Problem to solve:
Restate the listing below word for word, pictures excluded.

Extracted records:
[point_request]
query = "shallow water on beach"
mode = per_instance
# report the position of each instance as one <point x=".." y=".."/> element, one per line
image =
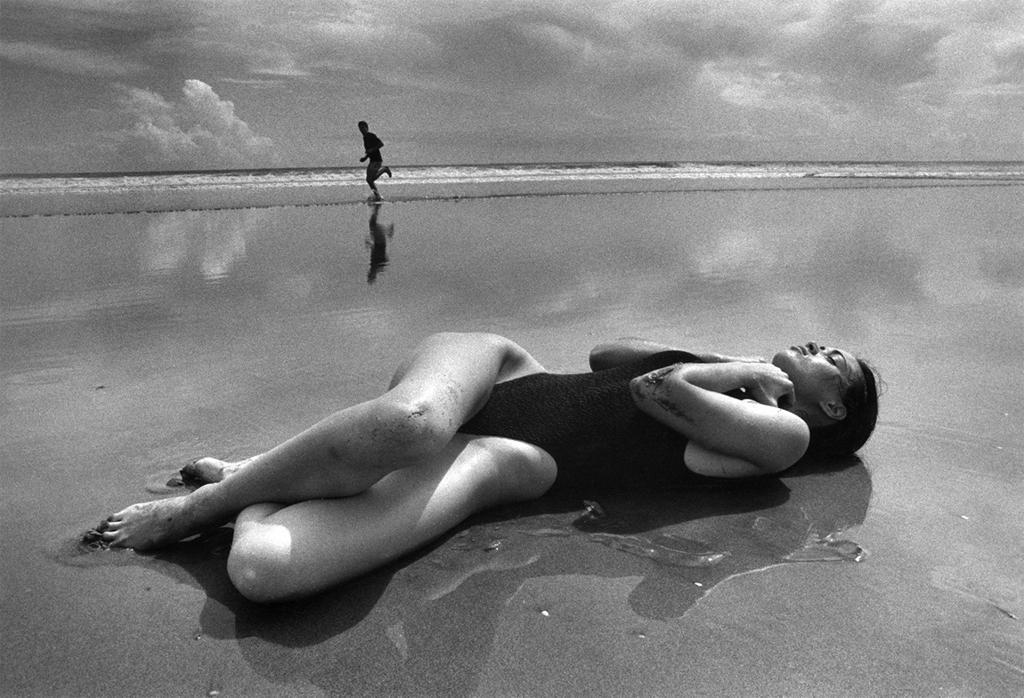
<point x="131" y="343"/>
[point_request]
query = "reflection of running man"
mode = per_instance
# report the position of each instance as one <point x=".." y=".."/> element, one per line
<point x="375" y="168"/>
<point x="377" y="242"/>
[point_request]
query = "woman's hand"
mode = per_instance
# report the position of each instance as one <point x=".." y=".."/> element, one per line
<point x="766" y="384"/>
<point x="688" y="398"/>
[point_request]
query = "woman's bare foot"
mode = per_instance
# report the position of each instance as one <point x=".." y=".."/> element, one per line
<point x="206" y="471"/>
<point x="145" y="525"/>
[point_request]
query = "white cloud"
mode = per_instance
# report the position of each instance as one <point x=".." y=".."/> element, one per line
<point x="200" y="131"/>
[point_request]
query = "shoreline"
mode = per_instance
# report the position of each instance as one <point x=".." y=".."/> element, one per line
<point x="48" y="204"/>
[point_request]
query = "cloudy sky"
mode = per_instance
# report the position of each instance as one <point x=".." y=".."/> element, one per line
<point x="99" y="85"/>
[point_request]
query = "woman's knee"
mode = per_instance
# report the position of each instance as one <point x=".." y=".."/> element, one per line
<point x="260" y="566"/>
<point x="411" y="428"/>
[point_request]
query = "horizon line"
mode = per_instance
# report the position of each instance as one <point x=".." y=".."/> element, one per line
<point x="323" y="168"/>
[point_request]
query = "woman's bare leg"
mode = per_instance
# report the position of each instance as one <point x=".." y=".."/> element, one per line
<point x="445" y="381"/>
<point x="285" y="552"/>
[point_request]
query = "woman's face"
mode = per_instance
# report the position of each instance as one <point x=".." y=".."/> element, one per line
<point x="820" y="377"/>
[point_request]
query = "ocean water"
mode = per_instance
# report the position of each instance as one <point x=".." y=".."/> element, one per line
<point x="132" y="341"/>
<point x="54" y="194"/>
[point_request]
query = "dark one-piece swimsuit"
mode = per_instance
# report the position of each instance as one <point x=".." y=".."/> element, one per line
<point x="591" y="426"/>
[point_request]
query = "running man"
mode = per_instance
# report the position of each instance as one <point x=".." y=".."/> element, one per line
<point x="375" y="168"/>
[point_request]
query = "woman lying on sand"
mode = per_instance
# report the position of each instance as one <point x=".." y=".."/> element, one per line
<point x="472" y="421"/>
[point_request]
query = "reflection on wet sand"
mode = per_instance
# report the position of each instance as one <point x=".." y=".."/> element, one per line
<point x="672" y="548"/>
<point x="380" y="233"/>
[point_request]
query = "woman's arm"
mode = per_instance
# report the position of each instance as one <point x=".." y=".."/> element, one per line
<point x="736" y="437"/>
<point x="627" y="349"/>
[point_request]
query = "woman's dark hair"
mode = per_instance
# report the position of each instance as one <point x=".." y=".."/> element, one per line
<point x="847" y="435"/>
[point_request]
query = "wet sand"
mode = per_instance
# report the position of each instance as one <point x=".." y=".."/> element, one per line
<point x="133" y="343"/>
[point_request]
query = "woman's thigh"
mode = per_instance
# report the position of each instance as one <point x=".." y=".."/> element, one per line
<point x="282" y="553"/>
<point x="454" y="373"/>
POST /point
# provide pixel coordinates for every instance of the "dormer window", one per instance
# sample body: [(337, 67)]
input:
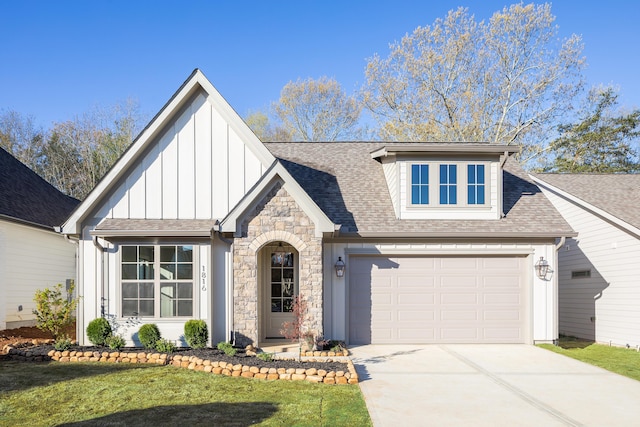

Answer to the exercise:
[point_request]
query = "shallow water on beach"
mode = per_instance
# report the position of each instance as one <point x=".." y=".."/> element, one per line
image =
<point x="131" y="343"/>
[point_request]
query = "reflection of running man"
mode = per_instance
# report the position of each instance as one <point x=".." y=".."/> element, one per line
<point x="375" y="168"/>
<point x="377" y="242"/>
[point_request]
query = "woman's hand"
mode = per_instance
# report the position of each instance as one <point x=".." y=".."/> element, one per line
<point x="766" y="384"/>
<point x="688" y="398"/>
[point_request]
query = "woman's bare foot"
mode = per_instance
# report the position of each instance as one <point x=".." y=".."/> element, one per line
<point x="206" y="471"/>
<point x="145" y="525"/>
[point_request]
query = "white cloud"
mode = per_instance
# report the position of each instance as one <point x=".." y=".."/> element, one per line
<point x="200" y="131"/>
[point_request]
query = "shoreline"
mode = per_instance
# report the position of each instance as one <point x=".." y=".."/> element, one per line
<point x="48" y="204"/>
[point_request]
query = "cloudy sky"
mode = per_instance
# report the position of each instance as one <point x=".." y=".."/> element, one per line
<point x="99" y="85"/>
[point_request]
query = "woman's knee"
mode = per_instance
# report the position of each instance as one <point x=".." y=".."/> element, one per line
<point x="260" y="566"/>
<point x="411" y="428"/>
[point_request]
query = "horizon line"
mode = per_instance
# report the position of each instance as one <point x=".." y=".."/> element, one per line
<point x="323" y="168"/>
[point_request]
query = "woman's bare leg"
mode = per_instance
# report the position of each instance as one <point x=".." y=".."/> element, one per line
<point x="445" y="381"/>
<point x="285" y="552"/>
[point_request]
query = "woman's face"
mode = per_instance
# report the position of each instance as one <point x=".." y=".."/> element, one per line
<point x="820" y="377"/>
[point_request]
query = "ocean water"
mode = per_instance
# report the position of each instance as one <point x=".." y=".."/> element, one per line
<point x="132" y="341"/>
<point x="54" y="194"/>
[point_request]
query = "dark one-piece swimsuit"
mode = per_instance
# report the position of each instance as one <point x=".." y=".."/> element, one per line
<point x="591" y="426"/>
[point_request]
query = "running man"
mode = per_instance
# report the position of each instance as one <point x=".." y=".."/> element, one per line
<point x="375" y="168"/>
[point_request]
query = "woman lying on sand"
mode = per_instance
# report the position of each instance as one <point x=".." y=".."/> element, one per line
<point x="472" y="421"/>
[point_request]
query = "reflection on wet sand"
mode = per_instance
# report the position of each instance as one <point x=".." y=".."/> element, one per line
<point x="672" y="548"/>
<point x="380" y="233"/>
[point_request]
query = "woman's arm"
mode = per_instance
# report the position of each instance as one <point x=".." y=".."/> element, one per line
<point x="736" y="437"/>
<point x="627" y="349"/>
[point_request]
query = "woman's dark hair"
mode = per_instance
# report the position of each instance as one <point x=".." y=".."/> element, one per line
<point x="847" y="435"/>
[point_request]
query = "wet sand"
mode = per_instance
# report the position of each instance as one <point x=".." y=".."/> element, one per line
<point x="133" y="343"/>
[point_request]
query = "woman's thigh"
mode = per_instance
# report the position of each instance as one <point x=".." y=".."/> element, one per line
<point x="282" y="553"/>
<point x="454" y="373"/>
POST /point
# provide pixel coordinates for every instance of the "dormer window", one per instance
# sample body: [(337, 67)]
input:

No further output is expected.